One of the most powerful things about the EdCollaborative’s inaugural summit was hearing leaders from across sectors describe the same system from entirely different vantage points and arrive at remarkably similar conclusions.
During two panel conversations, six leaders from county government, state policy, community services, K-12 education, higher education, and workforce development shared what they’re seeing from where they sit. No one had a complete picture and that was the point. What emerged was a shared understanding of where the system is working, where it falls short, and what it will take to move forward together.
Here’s what they told us.
Students don’t experience systems. They experience relationships.
Amy Keltner, Senior Director of Policy and Programs at the Washington Student Achievement Council, reframed the conversation early. The strategy at the state level focuses on affordability, enrollment, completion, and basic needs, but none of that matters if we lose sight of the student’s actual experience. Students and families don’t navigate structures. They navigate relationships and a journey. And there are specific moments along that journey where they’re most likely to disengage: before they’ve built a personal vision for what comes next, when basic needs force impossible trade-offs, or when they begin to question whether the investment will actually lead somewhere.
Lance Goodpaster, Superintendent of Franklin Pierce School District, echoed this from inside the K–12 system. What students need most, he said, is a trusted adult, starting early and continuing through every transition. But the landscape of postsecondary options in Pierce County has grown so complex that even the adults in the system don’t always fully understand how to help students navigate it. The work has to start with equipping the people closest to students with the knowledge and tools to guide them.
Basic needs are the foundation, and the foundation is unsteady.

== Material supplied ==

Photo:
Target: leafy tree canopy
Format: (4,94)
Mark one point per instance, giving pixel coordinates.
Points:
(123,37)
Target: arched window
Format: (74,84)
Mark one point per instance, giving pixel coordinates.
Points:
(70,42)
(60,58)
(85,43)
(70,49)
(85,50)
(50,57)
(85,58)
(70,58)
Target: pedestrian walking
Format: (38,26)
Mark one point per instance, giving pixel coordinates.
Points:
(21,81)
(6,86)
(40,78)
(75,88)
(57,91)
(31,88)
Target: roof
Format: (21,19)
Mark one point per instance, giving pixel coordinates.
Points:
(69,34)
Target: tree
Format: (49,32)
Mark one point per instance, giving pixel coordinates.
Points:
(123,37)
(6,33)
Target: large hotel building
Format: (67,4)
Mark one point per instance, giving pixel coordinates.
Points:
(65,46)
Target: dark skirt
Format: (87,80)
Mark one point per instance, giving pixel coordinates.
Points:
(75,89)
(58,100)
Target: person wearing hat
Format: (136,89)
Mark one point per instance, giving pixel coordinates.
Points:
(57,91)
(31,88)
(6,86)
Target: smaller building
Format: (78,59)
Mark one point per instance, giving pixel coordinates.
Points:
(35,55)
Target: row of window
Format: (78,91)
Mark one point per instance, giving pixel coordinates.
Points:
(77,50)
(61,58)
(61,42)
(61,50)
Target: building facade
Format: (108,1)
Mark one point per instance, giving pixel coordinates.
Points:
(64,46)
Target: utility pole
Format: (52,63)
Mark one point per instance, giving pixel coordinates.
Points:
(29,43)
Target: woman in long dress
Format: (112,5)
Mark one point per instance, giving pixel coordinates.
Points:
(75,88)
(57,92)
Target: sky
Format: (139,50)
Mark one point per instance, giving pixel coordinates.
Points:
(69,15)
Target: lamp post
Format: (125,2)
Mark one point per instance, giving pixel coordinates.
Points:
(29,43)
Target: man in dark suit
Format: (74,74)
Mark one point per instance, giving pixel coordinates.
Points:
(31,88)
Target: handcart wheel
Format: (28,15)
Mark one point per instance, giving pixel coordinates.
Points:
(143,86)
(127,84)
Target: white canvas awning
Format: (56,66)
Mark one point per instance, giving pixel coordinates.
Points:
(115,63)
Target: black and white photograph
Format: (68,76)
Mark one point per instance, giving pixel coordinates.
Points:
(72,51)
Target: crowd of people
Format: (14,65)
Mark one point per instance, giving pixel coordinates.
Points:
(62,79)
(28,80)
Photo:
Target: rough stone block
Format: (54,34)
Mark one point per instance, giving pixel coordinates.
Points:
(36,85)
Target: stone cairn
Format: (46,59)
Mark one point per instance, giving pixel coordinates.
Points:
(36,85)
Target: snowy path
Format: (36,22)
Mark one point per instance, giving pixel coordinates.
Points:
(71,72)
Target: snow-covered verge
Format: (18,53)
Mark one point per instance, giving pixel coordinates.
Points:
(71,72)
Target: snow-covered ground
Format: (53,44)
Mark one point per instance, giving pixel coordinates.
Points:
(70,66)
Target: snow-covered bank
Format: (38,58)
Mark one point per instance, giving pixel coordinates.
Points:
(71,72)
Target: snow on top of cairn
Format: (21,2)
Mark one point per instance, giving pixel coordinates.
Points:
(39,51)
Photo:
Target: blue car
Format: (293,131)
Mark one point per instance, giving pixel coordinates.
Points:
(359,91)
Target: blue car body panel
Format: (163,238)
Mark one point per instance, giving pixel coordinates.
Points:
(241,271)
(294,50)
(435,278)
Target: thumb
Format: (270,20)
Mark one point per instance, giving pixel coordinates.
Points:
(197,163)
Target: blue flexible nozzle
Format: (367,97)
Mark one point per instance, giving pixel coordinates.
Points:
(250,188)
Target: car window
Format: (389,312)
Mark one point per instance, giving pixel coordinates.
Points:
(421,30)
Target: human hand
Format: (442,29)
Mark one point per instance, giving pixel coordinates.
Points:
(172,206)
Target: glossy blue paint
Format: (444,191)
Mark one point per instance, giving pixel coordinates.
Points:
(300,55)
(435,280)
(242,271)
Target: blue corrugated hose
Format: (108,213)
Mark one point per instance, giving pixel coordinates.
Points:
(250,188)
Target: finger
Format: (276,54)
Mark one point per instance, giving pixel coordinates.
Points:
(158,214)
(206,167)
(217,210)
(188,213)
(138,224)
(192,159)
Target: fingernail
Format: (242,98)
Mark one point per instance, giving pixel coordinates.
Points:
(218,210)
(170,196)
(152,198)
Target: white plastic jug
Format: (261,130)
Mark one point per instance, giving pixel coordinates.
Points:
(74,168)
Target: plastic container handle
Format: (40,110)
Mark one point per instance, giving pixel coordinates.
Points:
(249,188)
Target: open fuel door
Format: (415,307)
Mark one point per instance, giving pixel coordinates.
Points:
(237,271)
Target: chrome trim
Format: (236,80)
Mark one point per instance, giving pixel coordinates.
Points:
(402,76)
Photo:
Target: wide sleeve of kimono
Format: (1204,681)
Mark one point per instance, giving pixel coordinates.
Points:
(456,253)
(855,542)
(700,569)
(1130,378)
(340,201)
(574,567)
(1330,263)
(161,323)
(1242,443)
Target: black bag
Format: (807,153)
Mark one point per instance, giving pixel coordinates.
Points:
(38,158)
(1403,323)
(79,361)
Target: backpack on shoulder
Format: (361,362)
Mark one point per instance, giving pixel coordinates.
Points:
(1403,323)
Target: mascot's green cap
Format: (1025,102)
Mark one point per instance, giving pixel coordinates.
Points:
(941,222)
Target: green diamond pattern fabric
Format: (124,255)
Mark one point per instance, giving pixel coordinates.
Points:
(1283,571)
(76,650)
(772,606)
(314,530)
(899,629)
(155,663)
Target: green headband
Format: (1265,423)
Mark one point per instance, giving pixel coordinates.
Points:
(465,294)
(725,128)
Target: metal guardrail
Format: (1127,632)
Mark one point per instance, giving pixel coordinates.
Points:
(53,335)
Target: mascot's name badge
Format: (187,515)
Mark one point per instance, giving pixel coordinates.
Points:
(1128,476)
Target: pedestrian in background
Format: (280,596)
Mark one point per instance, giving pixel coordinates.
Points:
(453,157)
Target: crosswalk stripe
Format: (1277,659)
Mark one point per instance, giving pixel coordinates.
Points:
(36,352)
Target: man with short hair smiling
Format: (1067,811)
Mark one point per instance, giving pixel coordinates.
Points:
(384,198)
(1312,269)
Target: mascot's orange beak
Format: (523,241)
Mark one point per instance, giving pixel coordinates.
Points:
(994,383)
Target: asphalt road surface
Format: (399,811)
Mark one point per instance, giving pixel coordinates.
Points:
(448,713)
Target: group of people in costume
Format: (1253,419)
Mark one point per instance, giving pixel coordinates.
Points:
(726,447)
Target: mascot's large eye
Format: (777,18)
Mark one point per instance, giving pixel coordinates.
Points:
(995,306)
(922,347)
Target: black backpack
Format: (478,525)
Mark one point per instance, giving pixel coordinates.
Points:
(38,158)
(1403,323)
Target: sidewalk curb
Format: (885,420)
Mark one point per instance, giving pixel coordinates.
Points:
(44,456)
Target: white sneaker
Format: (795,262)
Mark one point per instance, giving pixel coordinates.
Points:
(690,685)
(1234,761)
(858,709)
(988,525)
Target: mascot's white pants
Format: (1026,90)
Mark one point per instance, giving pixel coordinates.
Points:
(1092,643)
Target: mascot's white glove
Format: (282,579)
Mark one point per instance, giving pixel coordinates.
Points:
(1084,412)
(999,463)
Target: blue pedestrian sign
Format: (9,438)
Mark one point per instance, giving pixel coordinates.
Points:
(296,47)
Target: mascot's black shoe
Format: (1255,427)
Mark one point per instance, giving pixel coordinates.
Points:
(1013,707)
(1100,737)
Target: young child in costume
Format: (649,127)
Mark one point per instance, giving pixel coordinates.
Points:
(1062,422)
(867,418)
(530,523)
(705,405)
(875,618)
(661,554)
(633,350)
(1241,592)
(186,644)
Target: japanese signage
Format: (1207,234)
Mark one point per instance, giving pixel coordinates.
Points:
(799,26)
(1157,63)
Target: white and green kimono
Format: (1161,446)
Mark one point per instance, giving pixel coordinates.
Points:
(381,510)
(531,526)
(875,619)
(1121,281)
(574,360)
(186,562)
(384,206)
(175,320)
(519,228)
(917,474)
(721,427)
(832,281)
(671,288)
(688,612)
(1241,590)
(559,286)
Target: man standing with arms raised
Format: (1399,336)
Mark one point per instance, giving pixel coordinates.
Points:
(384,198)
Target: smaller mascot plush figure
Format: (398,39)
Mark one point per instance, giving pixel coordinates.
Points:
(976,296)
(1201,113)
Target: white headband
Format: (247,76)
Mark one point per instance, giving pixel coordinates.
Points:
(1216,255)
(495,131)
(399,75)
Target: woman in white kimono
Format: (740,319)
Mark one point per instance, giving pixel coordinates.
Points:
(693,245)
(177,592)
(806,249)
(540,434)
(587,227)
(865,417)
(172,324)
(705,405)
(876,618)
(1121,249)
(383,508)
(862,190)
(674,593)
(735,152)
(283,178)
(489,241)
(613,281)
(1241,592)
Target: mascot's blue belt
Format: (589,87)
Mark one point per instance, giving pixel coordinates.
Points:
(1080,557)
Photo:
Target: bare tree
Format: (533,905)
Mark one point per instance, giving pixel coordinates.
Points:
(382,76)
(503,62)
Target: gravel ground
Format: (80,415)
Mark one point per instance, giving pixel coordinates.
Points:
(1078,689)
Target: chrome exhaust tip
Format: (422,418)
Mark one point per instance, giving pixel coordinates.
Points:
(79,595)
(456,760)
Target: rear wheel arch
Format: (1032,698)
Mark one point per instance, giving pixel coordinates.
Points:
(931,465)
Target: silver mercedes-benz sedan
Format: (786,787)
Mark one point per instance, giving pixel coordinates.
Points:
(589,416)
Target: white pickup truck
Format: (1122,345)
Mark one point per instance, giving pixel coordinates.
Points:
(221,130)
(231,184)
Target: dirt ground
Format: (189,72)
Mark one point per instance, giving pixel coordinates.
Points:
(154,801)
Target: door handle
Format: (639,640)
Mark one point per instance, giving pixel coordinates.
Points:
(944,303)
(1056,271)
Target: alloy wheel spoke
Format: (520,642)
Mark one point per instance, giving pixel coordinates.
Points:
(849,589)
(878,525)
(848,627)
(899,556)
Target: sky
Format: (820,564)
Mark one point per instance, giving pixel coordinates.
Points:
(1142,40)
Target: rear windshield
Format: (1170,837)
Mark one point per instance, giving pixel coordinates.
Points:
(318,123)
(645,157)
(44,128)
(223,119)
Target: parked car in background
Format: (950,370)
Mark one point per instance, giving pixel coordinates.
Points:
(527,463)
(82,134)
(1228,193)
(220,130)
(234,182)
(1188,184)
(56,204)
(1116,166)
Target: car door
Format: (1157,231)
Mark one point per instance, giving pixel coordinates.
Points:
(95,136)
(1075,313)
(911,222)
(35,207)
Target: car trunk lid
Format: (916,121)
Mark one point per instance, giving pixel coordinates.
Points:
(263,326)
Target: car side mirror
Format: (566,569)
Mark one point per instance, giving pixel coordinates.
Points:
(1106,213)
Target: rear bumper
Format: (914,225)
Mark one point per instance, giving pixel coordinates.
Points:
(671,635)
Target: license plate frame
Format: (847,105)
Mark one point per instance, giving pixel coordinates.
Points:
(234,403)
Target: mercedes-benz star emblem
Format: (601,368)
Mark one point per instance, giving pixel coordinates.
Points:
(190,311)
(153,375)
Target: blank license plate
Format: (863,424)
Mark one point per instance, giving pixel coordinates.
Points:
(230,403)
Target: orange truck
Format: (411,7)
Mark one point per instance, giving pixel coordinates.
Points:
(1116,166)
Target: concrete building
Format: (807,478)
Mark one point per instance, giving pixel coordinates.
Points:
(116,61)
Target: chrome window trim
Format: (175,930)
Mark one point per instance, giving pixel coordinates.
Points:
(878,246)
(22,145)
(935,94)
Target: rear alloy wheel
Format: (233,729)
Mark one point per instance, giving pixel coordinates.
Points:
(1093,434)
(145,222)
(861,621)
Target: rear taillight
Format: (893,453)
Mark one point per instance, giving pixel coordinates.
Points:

== The problem ==
Could you reproduce the entire summit recap above word for word? Rely only on the summit recap, not on the rows.

== Expected output ==
One of the most powerful things about the EdCollaborative’s inaugural summit was hearing leaders from across sectors describe the same system from entirely different vantage points and arrive at remarkably similar conclusions.
During two panel conversations, six leaders from county government, state policy, community services, K-12 education, higher education, and workforce development shared what they’re seeing from where they sit. No one had a complete picture and that was the point. What emerged was a shared understanding of where the system is working, where it falls short, and what it will take to move forward together.
Here’s what they told us.
Students don’t experience systems. They experience relationships.
Amy Keltner, Senior Director of Policy and Programs at the Washington Student Achievement Council, reframed the conversation early. The strategy at the state level focuses on affordability, enrollment, completion, and basic needs, but none of that matters if we lose sight of the student’s actual experience. Students and families don’t navigate structures. They navigate relationships and a journey. And there are specific moments along that journey where they’re most likely to disengage: before they’ve built a personal vision for what comes next, when basic needs force impossible trade-offs, or when they begin to question whether the investment will actually lead somewhere.
Lance Goodpaster, Superintendent of Franklin Pierce School District, echoed this from inside the K–12 system. What students need most, he said, is a trusted adult, starting early and continuing through every transition. But the landscape of postsecondary options in Pierce County has grown so complex that even the adults in the system don’t always fully understand how to help students navigate it. The work has to start with equipping the people closest to students with the knowledge and tools to guide them.
Basic needs are the foundation, and the foundation is unsteady.